Rows from an object-pointing dataset:
────────────────

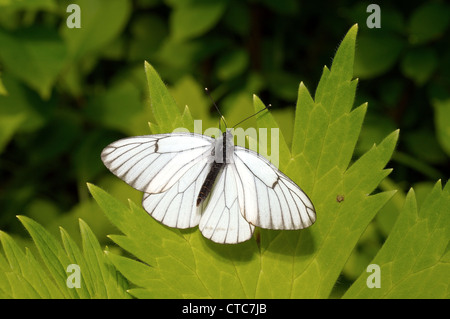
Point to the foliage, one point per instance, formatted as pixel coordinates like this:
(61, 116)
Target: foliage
(66, 93)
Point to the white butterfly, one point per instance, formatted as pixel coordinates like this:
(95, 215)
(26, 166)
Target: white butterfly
(178, 171)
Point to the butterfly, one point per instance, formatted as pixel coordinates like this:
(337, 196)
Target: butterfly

────────────────

Work to do - Can you rewrite the material above, switching "pixel coordinates" to "image coordinates" everywhere and changing nothing else? Leave the pictures out of your answer.

Solved problem -
Point to the foliage, one point per instance, formatted as image coordinates like this:
(61, 116)
Target: foliage
(66, 93)
Point to the white butterfly, one point per instance, formatted as image coordinates like this:
(95, 215)
(26, 166)
Target: white butterfly
(178, 171)
Point to the butterfly, one point per instance, formatted as image coordinates like this:
(337, 196)
Target: butterfly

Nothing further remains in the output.